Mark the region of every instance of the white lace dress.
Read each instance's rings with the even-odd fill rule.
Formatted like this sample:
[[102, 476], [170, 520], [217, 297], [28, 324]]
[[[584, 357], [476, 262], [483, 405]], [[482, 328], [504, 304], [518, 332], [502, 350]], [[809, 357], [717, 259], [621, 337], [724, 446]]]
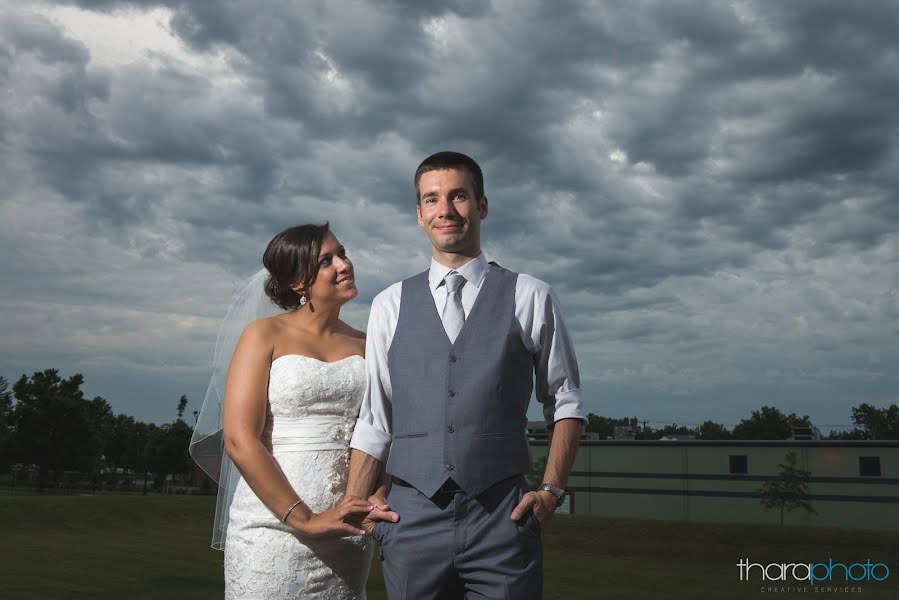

■ **Exercise goal**: Looking back at the data above, tally each line that includes the word "instance", then answer with the total alone.

■ **Task output**: 2